# Data shown:
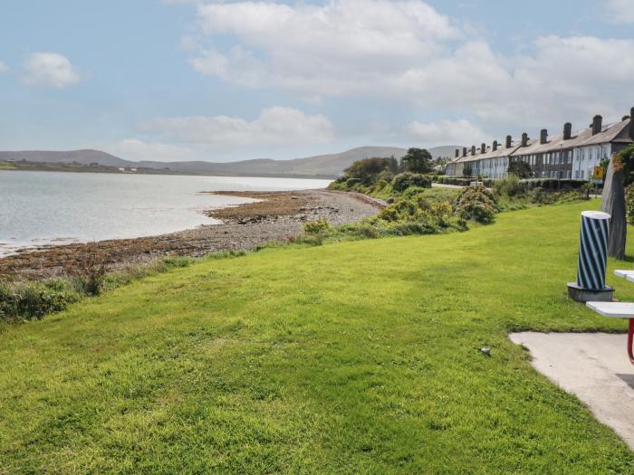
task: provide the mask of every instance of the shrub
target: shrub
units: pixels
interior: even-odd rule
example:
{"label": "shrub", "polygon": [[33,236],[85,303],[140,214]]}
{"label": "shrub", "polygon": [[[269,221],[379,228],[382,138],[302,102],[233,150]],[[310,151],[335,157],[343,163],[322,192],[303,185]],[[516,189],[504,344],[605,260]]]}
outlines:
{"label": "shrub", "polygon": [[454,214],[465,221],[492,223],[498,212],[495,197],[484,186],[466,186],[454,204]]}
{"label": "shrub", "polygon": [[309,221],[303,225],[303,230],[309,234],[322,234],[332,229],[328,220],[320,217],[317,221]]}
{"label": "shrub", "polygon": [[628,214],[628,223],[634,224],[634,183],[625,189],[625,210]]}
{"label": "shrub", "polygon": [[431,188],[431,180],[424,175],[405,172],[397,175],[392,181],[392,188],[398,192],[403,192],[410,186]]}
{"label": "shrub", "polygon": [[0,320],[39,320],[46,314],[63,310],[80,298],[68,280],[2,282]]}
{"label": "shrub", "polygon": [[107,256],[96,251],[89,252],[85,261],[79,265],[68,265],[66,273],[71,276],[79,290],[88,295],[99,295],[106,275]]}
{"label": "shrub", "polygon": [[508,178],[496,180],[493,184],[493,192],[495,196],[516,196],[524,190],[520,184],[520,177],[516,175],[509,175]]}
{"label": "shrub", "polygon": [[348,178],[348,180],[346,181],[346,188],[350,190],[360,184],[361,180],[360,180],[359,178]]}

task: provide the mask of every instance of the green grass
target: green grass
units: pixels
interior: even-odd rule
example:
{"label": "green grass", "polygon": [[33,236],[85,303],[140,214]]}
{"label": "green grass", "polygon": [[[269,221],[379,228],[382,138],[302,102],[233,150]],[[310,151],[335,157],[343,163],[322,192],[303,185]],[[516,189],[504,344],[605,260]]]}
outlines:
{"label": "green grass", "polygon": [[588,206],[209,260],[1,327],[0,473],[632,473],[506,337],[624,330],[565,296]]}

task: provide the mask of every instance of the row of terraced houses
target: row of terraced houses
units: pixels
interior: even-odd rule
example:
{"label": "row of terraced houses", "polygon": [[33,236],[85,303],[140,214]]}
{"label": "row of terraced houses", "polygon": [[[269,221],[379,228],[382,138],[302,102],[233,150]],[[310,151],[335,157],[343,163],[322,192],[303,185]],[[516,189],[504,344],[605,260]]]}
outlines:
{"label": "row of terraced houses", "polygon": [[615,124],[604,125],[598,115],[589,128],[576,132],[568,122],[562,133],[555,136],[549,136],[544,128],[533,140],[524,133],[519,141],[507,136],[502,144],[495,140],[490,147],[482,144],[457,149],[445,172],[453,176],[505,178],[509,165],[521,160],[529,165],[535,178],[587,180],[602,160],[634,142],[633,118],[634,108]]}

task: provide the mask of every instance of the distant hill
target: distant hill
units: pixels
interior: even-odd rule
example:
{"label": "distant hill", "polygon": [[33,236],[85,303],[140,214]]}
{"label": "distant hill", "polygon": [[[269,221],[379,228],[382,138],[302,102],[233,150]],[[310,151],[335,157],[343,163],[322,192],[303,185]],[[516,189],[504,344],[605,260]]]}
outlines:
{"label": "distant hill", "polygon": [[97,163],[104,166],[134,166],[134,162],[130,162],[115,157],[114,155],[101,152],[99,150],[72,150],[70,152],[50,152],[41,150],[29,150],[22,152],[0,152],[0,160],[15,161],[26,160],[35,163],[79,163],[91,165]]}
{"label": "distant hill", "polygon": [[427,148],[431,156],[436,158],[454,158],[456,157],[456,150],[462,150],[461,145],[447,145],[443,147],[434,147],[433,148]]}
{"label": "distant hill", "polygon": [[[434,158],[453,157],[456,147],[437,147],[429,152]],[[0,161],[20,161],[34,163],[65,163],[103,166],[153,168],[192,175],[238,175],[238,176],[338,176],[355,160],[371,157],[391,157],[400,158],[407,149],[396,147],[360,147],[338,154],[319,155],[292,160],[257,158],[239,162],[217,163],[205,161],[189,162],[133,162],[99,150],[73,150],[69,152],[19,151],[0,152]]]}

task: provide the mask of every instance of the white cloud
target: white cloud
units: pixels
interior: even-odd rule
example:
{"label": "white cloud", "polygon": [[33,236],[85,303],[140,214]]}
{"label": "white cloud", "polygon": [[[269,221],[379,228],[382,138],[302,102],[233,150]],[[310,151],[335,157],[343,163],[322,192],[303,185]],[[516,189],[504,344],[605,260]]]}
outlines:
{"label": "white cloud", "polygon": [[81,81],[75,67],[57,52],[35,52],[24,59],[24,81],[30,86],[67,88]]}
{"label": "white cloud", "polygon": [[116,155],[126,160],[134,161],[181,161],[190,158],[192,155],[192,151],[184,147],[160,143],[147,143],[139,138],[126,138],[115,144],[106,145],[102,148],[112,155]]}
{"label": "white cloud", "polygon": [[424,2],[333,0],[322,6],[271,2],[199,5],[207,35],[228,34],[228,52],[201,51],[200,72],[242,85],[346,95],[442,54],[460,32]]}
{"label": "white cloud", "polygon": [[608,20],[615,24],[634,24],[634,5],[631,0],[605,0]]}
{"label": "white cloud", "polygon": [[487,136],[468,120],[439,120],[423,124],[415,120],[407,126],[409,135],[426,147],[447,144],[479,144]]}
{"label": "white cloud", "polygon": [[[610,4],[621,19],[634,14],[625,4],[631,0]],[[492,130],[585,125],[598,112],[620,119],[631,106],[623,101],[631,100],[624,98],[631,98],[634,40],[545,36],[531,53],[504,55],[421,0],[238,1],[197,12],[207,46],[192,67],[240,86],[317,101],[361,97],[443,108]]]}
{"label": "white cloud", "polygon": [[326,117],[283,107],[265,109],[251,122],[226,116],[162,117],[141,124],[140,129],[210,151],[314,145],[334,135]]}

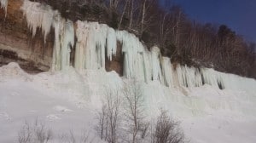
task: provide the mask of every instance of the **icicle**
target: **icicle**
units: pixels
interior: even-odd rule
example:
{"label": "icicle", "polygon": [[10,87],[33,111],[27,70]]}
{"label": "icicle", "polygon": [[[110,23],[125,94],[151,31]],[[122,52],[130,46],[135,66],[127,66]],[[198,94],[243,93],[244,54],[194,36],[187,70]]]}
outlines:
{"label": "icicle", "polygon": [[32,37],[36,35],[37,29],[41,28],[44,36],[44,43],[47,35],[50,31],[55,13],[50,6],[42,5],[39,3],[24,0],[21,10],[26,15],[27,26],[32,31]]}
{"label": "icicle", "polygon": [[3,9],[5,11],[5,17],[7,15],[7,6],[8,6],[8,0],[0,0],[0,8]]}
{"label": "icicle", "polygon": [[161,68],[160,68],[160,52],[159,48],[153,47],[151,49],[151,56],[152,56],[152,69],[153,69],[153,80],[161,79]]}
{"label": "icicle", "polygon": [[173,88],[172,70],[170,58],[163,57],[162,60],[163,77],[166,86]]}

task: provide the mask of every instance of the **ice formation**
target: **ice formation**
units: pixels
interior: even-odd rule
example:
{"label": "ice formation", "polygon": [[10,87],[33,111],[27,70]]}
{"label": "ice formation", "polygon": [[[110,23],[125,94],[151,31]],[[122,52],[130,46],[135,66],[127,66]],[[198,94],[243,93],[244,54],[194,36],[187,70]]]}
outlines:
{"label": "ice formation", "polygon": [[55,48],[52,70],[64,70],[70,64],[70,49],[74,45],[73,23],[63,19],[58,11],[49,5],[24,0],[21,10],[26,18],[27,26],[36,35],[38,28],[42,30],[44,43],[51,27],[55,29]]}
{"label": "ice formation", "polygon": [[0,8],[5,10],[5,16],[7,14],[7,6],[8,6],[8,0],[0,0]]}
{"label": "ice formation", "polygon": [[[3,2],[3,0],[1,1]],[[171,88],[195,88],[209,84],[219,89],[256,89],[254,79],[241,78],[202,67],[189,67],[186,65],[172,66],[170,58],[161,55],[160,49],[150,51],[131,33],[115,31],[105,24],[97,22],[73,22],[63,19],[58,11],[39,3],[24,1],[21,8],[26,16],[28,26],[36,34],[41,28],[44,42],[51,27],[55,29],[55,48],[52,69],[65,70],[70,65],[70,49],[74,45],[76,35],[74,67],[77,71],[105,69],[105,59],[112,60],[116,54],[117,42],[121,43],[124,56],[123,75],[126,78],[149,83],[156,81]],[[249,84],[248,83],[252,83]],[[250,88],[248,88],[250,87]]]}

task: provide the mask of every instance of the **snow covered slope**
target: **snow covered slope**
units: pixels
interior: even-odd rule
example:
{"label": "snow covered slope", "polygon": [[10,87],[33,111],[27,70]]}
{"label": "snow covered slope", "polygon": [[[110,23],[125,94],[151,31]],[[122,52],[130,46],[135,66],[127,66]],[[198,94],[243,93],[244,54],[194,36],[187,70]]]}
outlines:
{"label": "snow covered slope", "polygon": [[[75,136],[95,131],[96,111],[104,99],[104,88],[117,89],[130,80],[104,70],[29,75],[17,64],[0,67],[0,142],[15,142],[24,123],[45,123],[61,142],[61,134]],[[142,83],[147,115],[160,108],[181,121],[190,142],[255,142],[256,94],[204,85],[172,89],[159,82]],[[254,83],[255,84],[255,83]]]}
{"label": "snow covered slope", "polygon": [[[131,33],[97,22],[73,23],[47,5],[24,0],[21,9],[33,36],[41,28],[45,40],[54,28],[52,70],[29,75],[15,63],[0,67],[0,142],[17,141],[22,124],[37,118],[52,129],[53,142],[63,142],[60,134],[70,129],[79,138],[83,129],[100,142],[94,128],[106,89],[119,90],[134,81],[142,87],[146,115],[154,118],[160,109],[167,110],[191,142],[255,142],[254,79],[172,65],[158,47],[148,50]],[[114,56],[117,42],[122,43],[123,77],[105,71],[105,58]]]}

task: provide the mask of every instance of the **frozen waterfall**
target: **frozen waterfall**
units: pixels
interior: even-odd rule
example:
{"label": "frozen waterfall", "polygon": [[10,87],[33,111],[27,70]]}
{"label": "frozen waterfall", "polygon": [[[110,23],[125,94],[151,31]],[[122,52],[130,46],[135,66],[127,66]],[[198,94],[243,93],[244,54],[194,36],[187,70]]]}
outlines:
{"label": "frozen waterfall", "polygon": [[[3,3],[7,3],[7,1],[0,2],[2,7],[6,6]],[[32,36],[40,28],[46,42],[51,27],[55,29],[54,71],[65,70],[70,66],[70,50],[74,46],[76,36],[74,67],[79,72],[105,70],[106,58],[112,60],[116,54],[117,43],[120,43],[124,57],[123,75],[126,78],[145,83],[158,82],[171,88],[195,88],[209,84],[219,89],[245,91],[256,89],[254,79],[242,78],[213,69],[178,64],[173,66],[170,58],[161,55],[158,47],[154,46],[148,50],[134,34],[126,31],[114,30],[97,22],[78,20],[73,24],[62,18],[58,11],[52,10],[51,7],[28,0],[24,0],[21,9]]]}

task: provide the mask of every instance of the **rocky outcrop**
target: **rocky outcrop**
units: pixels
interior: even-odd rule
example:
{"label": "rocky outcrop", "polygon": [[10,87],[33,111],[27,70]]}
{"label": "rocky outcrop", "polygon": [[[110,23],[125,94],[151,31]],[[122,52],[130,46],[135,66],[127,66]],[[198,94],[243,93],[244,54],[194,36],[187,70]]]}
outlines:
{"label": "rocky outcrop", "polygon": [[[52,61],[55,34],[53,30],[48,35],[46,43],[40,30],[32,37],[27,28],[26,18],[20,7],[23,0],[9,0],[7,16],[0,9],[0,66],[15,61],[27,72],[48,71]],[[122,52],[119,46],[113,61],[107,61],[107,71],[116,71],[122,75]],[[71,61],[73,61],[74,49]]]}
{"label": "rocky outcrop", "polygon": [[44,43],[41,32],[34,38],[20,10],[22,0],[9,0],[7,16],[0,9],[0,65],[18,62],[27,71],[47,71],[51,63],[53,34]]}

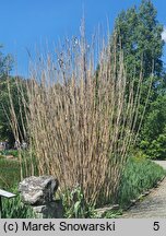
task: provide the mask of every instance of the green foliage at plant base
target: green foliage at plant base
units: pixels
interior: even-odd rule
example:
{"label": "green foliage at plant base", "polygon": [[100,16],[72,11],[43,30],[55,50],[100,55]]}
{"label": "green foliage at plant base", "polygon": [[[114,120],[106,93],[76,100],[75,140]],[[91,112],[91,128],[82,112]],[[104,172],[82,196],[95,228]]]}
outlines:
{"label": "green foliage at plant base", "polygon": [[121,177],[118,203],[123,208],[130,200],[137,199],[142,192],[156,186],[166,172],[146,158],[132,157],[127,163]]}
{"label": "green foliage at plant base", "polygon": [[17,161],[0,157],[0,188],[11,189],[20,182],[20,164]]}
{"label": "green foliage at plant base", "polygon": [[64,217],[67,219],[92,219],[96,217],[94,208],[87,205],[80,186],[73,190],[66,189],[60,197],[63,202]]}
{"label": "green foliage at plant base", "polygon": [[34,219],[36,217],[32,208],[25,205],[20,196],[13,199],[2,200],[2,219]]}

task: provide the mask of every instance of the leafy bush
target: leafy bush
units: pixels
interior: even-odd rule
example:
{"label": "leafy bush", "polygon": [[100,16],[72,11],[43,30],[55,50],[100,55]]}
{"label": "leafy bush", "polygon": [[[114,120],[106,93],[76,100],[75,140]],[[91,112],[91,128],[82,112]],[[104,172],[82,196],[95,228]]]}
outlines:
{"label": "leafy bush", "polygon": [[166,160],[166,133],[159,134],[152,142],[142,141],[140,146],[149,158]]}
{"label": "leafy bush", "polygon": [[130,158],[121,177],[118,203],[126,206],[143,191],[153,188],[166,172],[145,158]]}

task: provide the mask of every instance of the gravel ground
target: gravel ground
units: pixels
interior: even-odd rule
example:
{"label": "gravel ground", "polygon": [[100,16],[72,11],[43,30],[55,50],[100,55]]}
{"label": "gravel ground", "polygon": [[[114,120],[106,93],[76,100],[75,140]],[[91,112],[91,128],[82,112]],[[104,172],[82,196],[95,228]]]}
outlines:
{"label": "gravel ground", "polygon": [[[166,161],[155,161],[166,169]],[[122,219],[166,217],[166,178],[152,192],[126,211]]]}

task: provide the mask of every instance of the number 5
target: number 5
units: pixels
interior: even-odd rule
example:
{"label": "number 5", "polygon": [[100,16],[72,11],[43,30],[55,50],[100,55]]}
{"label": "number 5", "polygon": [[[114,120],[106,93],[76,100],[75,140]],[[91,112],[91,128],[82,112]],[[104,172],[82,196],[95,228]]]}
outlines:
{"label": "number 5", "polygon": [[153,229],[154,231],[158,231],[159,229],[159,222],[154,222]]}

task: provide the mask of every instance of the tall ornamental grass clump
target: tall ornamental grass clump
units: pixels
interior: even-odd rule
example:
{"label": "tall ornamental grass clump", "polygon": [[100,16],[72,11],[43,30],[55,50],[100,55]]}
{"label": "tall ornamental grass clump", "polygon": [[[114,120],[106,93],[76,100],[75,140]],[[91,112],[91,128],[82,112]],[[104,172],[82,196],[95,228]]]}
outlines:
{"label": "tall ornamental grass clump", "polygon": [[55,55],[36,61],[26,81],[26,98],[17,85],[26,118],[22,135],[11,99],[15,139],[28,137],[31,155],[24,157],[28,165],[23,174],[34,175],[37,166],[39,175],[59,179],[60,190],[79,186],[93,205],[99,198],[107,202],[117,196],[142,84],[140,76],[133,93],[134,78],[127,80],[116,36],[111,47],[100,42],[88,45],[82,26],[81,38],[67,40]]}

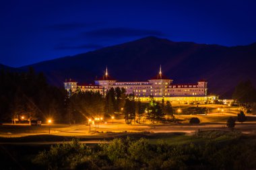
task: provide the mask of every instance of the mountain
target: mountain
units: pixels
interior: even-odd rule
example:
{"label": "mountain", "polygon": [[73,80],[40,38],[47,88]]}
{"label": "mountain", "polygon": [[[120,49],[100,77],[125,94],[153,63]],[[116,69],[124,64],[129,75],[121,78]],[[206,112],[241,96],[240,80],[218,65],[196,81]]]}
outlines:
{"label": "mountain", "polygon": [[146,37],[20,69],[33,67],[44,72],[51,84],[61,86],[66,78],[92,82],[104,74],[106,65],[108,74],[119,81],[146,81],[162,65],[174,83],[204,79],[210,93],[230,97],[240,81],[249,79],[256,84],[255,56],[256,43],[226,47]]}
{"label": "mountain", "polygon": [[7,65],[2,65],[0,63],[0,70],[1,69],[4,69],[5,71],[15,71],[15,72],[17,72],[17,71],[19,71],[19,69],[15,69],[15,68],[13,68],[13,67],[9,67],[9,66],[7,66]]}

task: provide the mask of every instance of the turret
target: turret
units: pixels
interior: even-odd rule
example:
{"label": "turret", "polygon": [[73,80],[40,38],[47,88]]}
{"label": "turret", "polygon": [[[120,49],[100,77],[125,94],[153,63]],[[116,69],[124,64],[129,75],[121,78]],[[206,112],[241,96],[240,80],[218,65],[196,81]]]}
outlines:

# Work required:
Please rewrite the records from the line with "task: provide the mask of every instance of the turret" to the end of the records as a numbered list, leaving out blank lines.

# Answer to the exercise:
1. task: provide the mask of every instance of the turret
2. target: turret
3. units: pixels
4. interior: even-odd rule
5. example:
6. {"label": "turret", "polygon": [[73,80],[40,38],[47,88]]}
7. {"label": "turret", "polygon": [[[120,49],[100,77],[125,94],[153,63]],[[116,69],[124,64],[129,75],[121,78]],[[206,112],[241,96],[240,80],[218,65],[196,81]]]}
8. outlines:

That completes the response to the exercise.